En second lieu, la Cour de cassation a estimé que :

 

« la cour d’appel, qui a constaté qu’il ne s’était écoulé que quelques jours entre le départ du salarié de l’entreprise, à la suite de la dispense d’exécution du préavis, et la décision de l’employeur de ne pas verser la contrepartie financière, a pu en déduire que ce délai ne suffisait pas à libérer le salarié de son obligation, qu’il avait aussitôt méconnue en passant au service d’une entreprise concurrente ».

 

Ainsi, il ne saurait se déduire de l’abstention de l’employeur de payer la contrepartie financière de la clause de non-concurrence dès le 31 octobre, alors que le salarié avait quitté l’entreprise le 23, la volonté de le libérer de son obligation de non-concurrence ; pas plus, cette abstention de quelques jours ne constitue un manquement d’une gravité suffisante pour autoriser le salarié à se considérer comme délié ou dispensé de son obligation.

-*-

Poursuivez le texte fourni sur la clause de non-concurrence à partir de sa dernière phrase.

LISTE PRÉSENTÉE >>

-*-

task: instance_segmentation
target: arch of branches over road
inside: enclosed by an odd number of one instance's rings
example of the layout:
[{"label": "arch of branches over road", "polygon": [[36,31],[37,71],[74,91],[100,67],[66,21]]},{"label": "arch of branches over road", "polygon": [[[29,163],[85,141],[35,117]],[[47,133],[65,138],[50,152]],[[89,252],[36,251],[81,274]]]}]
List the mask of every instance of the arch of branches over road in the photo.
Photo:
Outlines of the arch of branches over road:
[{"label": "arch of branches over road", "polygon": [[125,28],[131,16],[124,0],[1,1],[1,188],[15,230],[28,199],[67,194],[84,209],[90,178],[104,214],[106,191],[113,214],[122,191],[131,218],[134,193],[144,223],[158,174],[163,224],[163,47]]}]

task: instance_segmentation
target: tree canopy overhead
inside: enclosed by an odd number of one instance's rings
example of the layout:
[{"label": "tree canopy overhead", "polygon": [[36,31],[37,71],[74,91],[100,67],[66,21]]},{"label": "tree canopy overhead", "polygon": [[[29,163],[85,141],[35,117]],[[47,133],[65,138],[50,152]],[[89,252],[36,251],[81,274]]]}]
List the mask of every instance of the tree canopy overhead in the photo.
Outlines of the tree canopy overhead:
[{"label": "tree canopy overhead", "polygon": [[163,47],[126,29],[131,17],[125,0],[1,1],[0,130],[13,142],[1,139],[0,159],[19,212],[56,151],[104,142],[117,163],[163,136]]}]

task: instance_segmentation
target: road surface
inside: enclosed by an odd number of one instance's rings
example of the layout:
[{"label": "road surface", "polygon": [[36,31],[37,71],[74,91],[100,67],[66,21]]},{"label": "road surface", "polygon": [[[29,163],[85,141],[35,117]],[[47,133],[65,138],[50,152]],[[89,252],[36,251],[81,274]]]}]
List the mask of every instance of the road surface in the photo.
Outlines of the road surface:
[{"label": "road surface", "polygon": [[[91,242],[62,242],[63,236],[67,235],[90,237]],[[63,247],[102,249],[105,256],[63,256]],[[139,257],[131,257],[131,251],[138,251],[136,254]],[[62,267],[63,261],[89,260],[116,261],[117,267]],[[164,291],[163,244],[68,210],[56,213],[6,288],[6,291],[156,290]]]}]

-*-

RÉPONSE >>
A l’aide de cette décision l’employeur peut suspendre le paiement de l’indemnité compensatrice de non concurrence et en même temps exiger que le salarié exécute son obligation de non concurrence.

 

Logique ?, pas si sûr. L’exception d’inexécution sur laquelle s’appuie la décision commentée est essentiellement une notion prétorienne qui fait l’objet d’une application diverse et donc divergente selon le domaine du droit traité. Ainsi par exemple, la chambre commerciale de la cour de cassation sanctionne-t-elle régulièrement par la résiliation du bail, l’aventureux preneur à bail commercial qui a cessé le paiement des loyers au motif que son bailleur ne remplirait pas ses propres obligations [1] .La chambre sociale aurait donc pu avec la même logique imposer à l’ancien employeur le règlement préalable des indemnités avant de pouvoir se retourner contre son salarié.[2]

 

Est-ce un retour à un plus juste équilibre entre employeur et salarié ? Vraisemblablement, juste un rayon de soleil, pour les patrons en ce début de période hivernal.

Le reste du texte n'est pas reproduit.